▸ What you have to do:
Copy every one of the rows below word for word, leaving out the pictures.

===== Listed records =====

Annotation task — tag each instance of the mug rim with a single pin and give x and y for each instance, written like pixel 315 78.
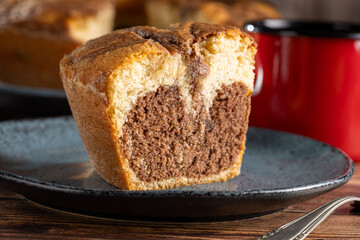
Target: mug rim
pixel 298 28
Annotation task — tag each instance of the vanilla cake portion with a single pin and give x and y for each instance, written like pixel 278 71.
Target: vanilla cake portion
pixel 158 109
pixel 36 34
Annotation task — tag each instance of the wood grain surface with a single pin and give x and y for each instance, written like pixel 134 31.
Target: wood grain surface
pixel 22 219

=====

▸ Exercise answer:
Annotation task — tag each instance of the mug rim with a single pin and give x and y for each instance, written like pixel 315 78.
Target: mug rim
pixel 298 28
Annotation task — tag each instance of the vanilla cake portion with a single pin and give x and y for each instance, written like pixel 278 71.
Target: vanilla cake portion
pixel 158 109
pixel 36 34
Annotation task — tag each instance of the wood grain surface with a single pin and give x and y for each instance, written like pixel 134 31.
Target: wood grain surface
pixel 22 219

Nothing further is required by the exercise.